* [Task to carry out]
Find and copy every line in the records that includes the string "white".

* [Point-per-instance localization data]
────────
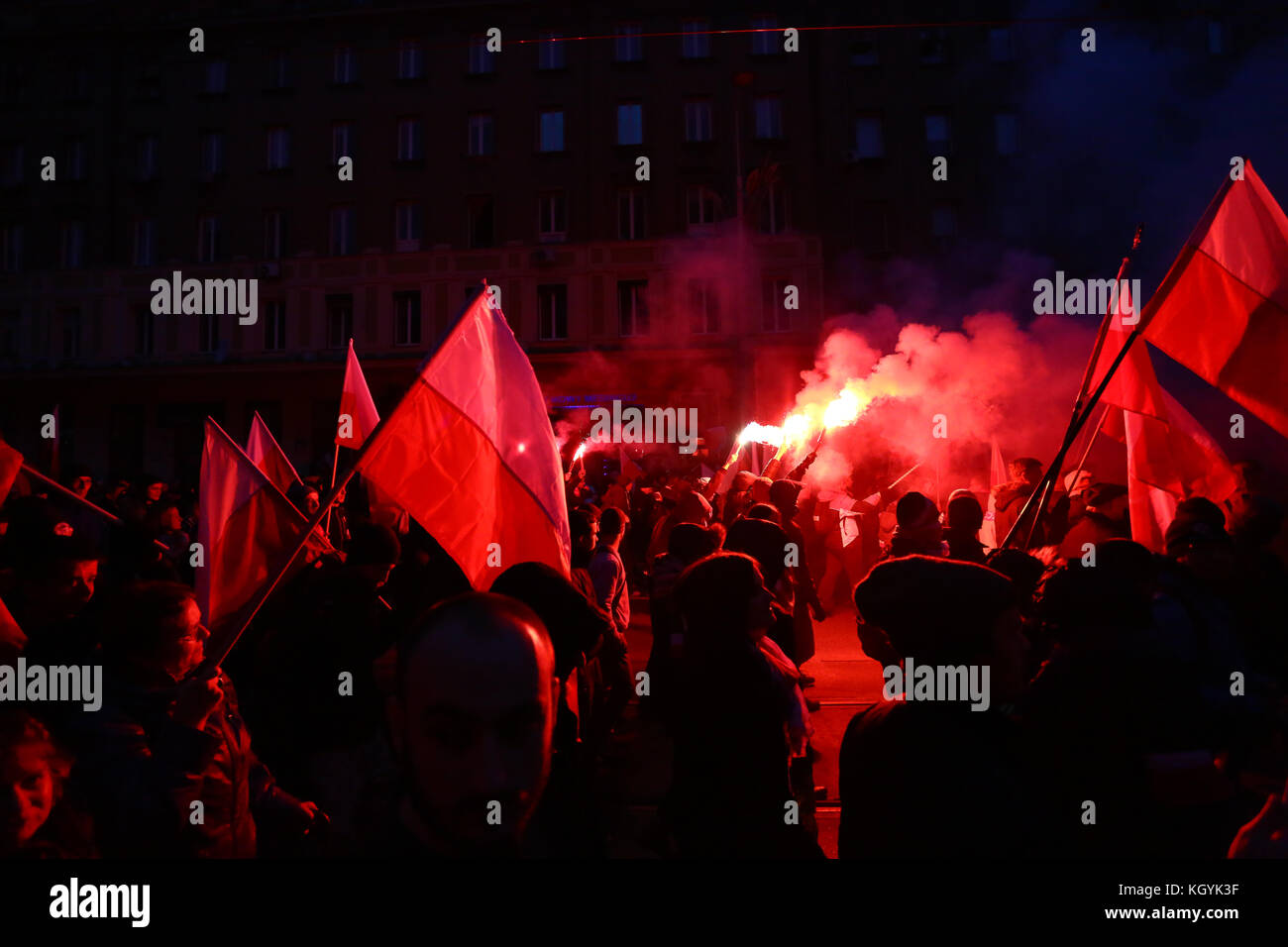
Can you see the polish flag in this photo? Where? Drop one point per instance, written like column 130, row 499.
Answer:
column 11, row 463
column 1223, row 308
column 359, row 415
column 1170, row 457
column 246, row 528
column 262, row 447
column 469, row 453
column 997, row 474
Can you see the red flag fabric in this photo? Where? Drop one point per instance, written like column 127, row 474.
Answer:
column 263, row 450
column 359, row 415
column 246, row 530
column 1170, row 457
column 11, row 463
column 1223, row 308
column 12, row 639
column 469, row 453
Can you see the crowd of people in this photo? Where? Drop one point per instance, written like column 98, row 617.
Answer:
column 1134, row 698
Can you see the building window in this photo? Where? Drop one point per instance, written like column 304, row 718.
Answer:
column 696, row 42
column 71, row 333
column 864, row 52
column 772, row 214
column 410, row 140
column 938, row 134
column 629, row 46
column 145, row 330
column 407, row 226
column 342, row 141
column 631, row 215
column 777, row 316
column 73, row 245
column 631, row 307
column 934, row 47
column 550, row 52
column 145, row 244
column 1000, row 48
column 553, row 307
column 274, row 234
column 411, row 59
column 769, row 116
column 207, row 240
column 553, row 217
column 146, row 158
column 11, row 163
column 407, row 318
column 278, row 149
column 75, row 159
column 703, row 307
column 943, row 221
column 213, row 154
column 700, row 205
column 768, row 39
column 481, row 59
column 481, row 222
column 344, row 239
column 550, row 132
column 217, row 77
column 868, row 138
column 274, row 326
column 339, row 320
column 207, row 333
column 11, row 248
column 697, row 120
column 1008, row 131
column 344, row 65
column 630, row 124
column 279, row 71
column 482, row 136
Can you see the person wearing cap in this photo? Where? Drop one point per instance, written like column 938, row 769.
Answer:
column 965, row 518
column 1106, row 518
column 936, row 777
column 917, row 527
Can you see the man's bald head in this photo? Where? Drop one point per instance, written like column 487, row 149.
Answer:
column 473, row 719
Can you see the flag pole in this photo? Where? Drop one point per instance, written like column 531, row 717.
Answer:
column 1081, row 408
column 218, row 656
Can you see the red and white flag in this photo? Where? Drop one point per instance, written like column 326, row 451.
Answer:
column 262, row 447
column 11, row 463
column 469, row 453
column 246, row 530
column 1223, row 308
column 1170, row 458
column 359, row 415
column 997, row 474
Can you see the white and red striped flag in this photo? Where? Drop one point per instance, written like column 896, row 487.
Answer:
column 262, row 447
column 359, row 415
column 469, row 453
column 246, row 528
column 1170, row 458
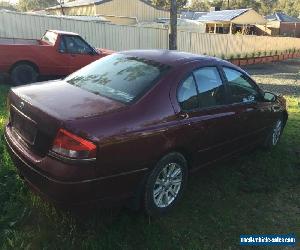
────────
* [Reply]
Can you see the red and white flag in this photo? Where? Drop one point per instance, written like column 326, row 451.
Can you see the white and red striped flag in this photo? Where? Drop one point per instance, written like column 896, row 487.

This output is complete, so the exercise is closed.